• Given task: List each line in the entries below that contains the string "grass", copying the whole line. Case counts.

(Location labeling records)
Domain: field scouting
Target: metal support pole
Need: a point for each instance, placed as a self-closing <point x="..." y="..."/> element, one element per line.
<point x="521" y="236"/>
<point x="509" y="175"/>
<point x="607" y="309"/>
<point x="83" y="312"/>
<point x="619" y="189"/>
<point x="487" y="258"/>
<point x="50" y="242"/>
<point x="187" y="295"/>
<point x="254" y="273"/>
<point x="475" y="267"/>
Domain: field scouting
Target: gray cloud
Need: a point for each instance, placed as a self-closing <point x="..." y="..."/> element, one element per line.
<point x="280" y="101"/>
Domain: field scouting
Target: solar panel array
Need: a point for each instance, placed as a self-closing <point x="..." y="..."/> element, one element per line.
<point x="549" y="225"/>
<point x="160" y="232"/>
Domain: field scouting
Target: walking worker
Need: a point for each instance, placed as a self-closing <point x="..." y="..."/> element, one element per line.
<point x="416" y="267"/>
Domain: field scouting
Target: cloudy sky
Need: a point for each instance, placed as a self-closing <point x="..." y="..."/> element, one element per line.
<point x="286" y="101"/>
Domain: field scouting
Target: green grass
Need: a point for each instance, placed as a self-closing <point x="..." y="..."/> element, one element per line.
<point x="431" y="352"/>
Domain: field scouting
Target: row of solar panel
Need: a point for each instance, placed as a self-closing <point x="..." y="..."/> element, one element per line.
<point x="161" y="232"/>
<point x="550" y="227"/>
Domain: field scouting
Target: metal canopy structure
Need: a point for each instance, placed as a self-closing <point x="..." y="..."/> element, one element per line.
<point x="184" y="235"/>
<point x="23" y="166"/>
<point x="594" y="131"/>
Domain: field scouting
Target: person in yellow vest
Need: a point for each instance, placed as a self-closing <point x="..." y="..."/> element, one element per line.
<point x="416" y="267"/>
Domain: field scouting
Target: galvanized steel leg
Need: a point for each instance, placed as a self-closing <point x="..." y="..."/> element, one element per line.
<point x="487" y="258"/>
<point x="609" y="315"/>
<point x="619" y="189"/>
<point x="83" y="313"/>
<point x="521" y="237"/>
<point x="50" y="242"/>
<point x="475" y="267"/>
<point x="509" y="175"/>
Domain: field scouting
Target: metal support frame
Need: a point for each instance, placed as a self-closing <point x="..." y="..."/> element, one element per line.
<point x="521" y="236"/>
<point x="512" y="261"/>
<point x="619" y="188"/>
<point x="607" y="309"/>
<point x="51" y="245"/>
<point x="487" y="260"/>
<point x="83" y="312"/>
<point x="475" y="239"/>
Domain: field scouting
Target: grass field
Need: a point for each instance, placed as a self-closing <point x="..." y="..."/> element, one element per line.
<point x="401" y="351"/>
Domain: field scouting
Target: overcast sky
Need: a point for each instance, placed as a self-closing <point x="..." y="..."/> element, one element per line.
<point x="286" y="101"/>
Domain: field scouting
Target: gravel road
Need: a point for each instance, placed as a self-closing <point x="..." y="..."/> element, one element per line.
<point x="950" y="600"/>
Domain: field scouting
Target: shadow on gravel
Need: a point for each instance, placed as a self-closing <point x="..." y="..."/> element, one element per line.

• Final result:
Target: green grass
Target: grass field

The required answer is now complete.